● Text provided
###

# Hong Kong loach



## Aquascoob (1 Aug 2020)

Hey all I’ve just picked up some fish from my local fish shop that were labelled as Hong Kong pleco . I’ve looked online and can’t seem to find any info on them as to care and when I search it comes up with a few different scientific names could someone help me identify these properly and see if I have  Male or female as I’m a complete newbie


----------



## Nick72 (1 Aug 2020)

I believe they are Hill Stream Loach.


----------



## milla (1 Aug 2020)

Hi they are known as Hong Kong Loach,   Hillstream loach or Chinese Sucker Fish

https://en.wikipedia.org/wiki/Beaufortia_kweichowensis


Jinx


----------



## Sarpijk (1 Aug 2020)

Hi, these are hillstream loaches probably Pseudogastromyzon Myersi or sth similar.

Have a look in this species index.
https://www.loaches.com/species-index

They come from a high flow, high oxygen environment and they need algae to graze on. I have briefly kept some and never saw them going for algae tabs.


----------



## Melll (1 Aug 2020)

I kept some for a while in a high flow, cold water set up, mine did go for shrimp pellets but rarely to be honest.   I am aiming to set the tank up again but on a bigger scale 

Hi @Aquascoob,  how long has your tank been running for?


----------



## hypnogogia (1 Aug 2020)

More information here
https://www.seriouslyfish.com/species/pseudogastromyzon-myersi/

They are quite a specialised fish in terms of diet and habitat.


----------



## Aquascoob (1 Aug 2020)

Melll said:


> I kept some for a while in a high flow, cold water set up, mine did go for shrimp pellets but rarely to be honest.   I am aiming to set the tank up again but on a bigger scale
> 
> Hi @Aquascoob,  how long has your tank been running for?


Hey melll my tanks not been running too long only about a month so not a lot of algae growth so far but it’s only whilst I sort out my other tank as I’ve just sold my breeding pair of gold rams


----------



## Aquascoob (1 Aug 2020)

It does look similar to the Myers Hillstream Loach I will have to see once they’ve settled in a bit and they get some colour hopefully I’ve got a female between them  I can’t even tell the difference between male and female neons haha thanks for helping everyone.


----------



## MirandaB (1 Aug 2020)

Look like Gastromyzon scitulus to me definitely not myersi


----------



## MirandaB (1 Aug 2020)

Then again they might be G puntatus or ctenocephalus,the spotty guys look very similar


----------



## Aquascoob (1 Aug 2020)

I’m not quite sure cause there isn’t as many spots on them like all the species listed but they’re abit lighter in colour at the moment. Nonetheless they all look pretty cool so I’d be happy with whatever they end up being lol. Let’s just hope they don’t grow into monster fish


----------



## MirandaB (1 Aug 2020)

They are definitely one of the species I mentioned 
I keep a large breeding group of Erromyzon ER02 but I have a few scitulus and other species of hillstream loach as well.
They don't get very big so you don't need to worry about the size


----------



## Aquascoob (1 Aug 2020)

Yeah upon googling it looks like some pictures of G ctenocephalus.


----------

###

● Information supplied
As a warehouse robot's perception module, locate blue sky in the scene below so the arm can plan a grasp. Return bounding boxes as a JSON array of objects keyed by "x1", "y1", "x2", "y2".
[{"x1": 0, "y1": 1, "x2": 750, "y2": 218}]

###

From the Hong Kong loach thread, output word for word the part that opens with the words containing "# Hong Kong" and closes with "Nick72 (1 Aug 2020)". This data comes from a different source than the Hong Kong loach thread.

● Expected answer
# Hong Kong loach



## Aquascoob (1 Aug 2020)

Hey all I’ve just picked up some fish from my local fish shop that were labelled as Hong Kong pleco . I’ve looked online and can’t seem to find any info on them as to care and when I search it comes up with a few different scientific names could someone help me identify these properly and see if I have  Male or female as I’m a complete newbie


----------



## Nick72 (1 Aug 2020)